▸ **Data for the task**

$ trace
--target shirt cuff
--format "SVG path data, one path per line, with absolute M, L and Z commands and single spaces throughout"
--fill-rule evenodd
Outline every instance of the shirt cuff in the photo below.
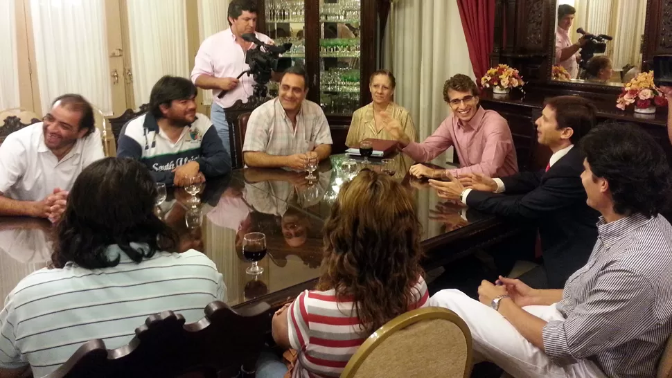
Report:
M 551 321 L 547 323 L 542 330 L 542 339 L 544 351 L 554 363 L 569 365 L 577 361 L 569 350 L 564 321 Z
M 471 192 L 471 190 L 472 189 L 464 190 L 464 192 L 463 192 L 463 194 L 462 194 L 462 204 L 464 204 L 465 205 L 467 204 L 467 196 L 469 195 L 469 193 Z M 463 216 L 462 217 L 464 218 L 464 220 L 467 220 L 465 217 Z
M 504 191 L 506 190 L 506 188 L 504 187 L 504 181 L 502 181 L 502 179 L 493 179 L 495 180 L 495 182 L 497 183 L 497 190 L 495 190 L 495 192 L 503 193 Z

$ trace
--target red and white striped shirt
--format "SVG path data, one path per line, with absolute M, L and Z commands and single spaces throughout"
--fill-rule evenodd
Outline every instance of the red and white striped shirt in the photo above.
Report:
M 416 300 L 409 305 L 409 310 L 426 306 L 429 296 L 422 277 L 412 290 Z M 340 375 L 350 357 L 369 336 L 362 334 L 353 307 L 347 297 L 337 300 L 333 289 L 306 290 L 297 297 L 287 312 L 290 343 L 299 351 L 293 377 Z

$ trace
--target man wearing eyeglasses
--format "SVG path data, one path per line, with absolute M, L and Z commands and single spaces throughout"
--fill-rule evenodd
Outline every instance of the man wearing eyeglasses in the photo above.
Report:
M 405 154 L 423 163 L 453 146 L 461 165 L 448 170 L 453 176 L 482 173 L 499 177 L 518 172 L 515 149 L 506 120 L 496 111 L 485 110 L 479 105 L 478 88 L 470 78 L 457 74 L 446 80 L 443 100 L 452 113 L 421 143 L 409 139 L 398 122 L 390 120 L 385 125 L 390 135 L 399 141 Z M 440 179 L 445 170 L 416 164 L 409 172 L 418 178 Z
M 103 157 L 91 104 L 77 94 L 58 97 L 42 122 L 0 145 L 0 215 L 55 222 L 75 179 Z

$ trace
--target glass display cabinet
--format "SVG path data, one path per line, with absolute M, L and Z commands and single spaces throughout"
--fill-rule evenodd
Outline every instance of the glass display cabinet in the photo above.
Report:
M 368 78 L 375 71 L 379 36 L 373 0 L 264 0 L 260 31 L 308 75 L 308 98 L 319 104 L 330 125 L 350 125 L 371 102 Z

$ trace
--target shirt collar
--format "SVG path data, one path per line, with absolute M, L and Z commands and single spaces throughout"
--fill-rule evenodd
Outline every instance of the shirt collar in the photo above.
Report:
M 481 121 L 483 120 L 483 117 L 485 115 L 485 109 L 481 105 L 478 105 L 478 109 L 476 111 L 476 114 L 474 114 L 474 116 L 468 122 L 463 122 L 462 120 L 457 118 L 457 125 L 463 127 L 468 126 L 475 130 L 478 129 L 479 126 L 481 125 Z
M 562 150 L 560 150 L 558 151 L 556 151 L 555 152 L 554 152 L 553 154 L 551 155 L 550 160 L 549 160 L 549 165 L 552 167 L 554 164 L 555 164 L 556 163 L 558 163 L 558 161 L 560 160 L 560 158 L 566 155 L 567 153 L 569 152 L 569 150 L 572 150 L 572 147 L 574 146 L 574 145 L 569 145 Z
M 613 244 L 619 239 L 625 237 L 635 228 L 642 227 L 653 217 L 647 218 L 644 214 L 637 213 L 629 217 L 621 218 L 617 221 L 607 223 L 604 217 L 600 216 L 597 221 L 597 234 L 605 246 Z

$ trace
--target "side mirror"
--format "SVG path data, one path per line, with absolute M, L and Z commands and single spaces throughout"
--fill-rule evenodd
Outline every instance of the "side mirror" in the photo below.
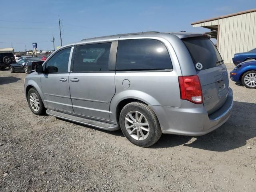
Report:
M 48 73 L 57 73 L 58 68 L 54 66 L 50 65 L 46 68 L 46 71 Z
M 36 65 L 35 66 L 35 69 L 36 69 L 36 71 L 37 73 L 43 72 L 43 66 L 42 65 Z

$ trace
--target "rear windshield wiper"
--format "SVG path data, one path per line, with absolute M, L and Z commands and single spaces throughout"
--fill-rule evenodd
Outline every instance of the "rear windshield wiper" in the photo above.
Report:
M 224 61 L 224 60 L 220 60 L 220 61 L 218 61 L 217 62 L 216 62 L 216 63 L 221 63 L 222 62 L 223 62 Z

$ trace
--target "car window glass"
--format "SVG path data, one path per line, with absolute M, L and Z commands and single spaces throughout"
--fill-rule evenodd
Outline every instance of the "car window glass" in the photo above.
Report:
M 58 73 L 68 72 L 68 60 L 71 48 L 62 49 L 52 56 L 46 64 L 46 68 L 49 66 L 58 68 Z
M 120 40 L 117 70 L 156 70 L 172 68 L 165 46 L 153 39 Z
M 22 64 L 22 63 L 25 62 L 25 59 L 22 59 L 21 60 L 20 60 L 18 63 L 17 63 L 18 64 Z
M 108 70 L 111 43 L 78 46 L 74 61 L 74 72 Z

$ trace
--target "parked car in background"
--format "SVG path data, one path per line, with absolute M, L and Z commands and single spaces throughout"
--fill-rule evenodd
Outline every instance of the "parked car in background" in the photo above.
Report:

▸ **What the task asks**
Swap "shirt cuff" for "sleeve cuff" in the entries from the start through the line containing "M 504 191 L", and reproduce that stretch with everything else unchanged, omitting the picture.

▸ **In response**
$ trace
--target sleeve cuff
--format "SVG path data, one path per line, with absolute M, L and Z commands and single spaces throughout"
--fill-rule evenodd
Outline every instance of the sleeve cuff in the photo below.
Report:
M 551 321 L 547 323 L 542 330 L 542 339 L 544 351 L 554 363 L 569 365 L 577 361 L 569 350 L 564 321 Z
M 471 192 L 471 190 L 472 189 L 464 190 L 464 192 L 463 192 L 463 194 L 462 194 L 462 204 L 464 204 L 465 205 L 467 204 L 467 196 L 469 195 L 469 193 Z M 463 216 L 462 217 L 464 218 L 464 220 L 467 220 L 465 217 Z
M 504 191 L 506 190 L 506 188 L 504 187 L 504 181 L 502 181 L 502 179 L 493 179 L 495 180 L 495 182 L 497 183 L 497 190 L 495 190 L 495 192 L 503 193 Z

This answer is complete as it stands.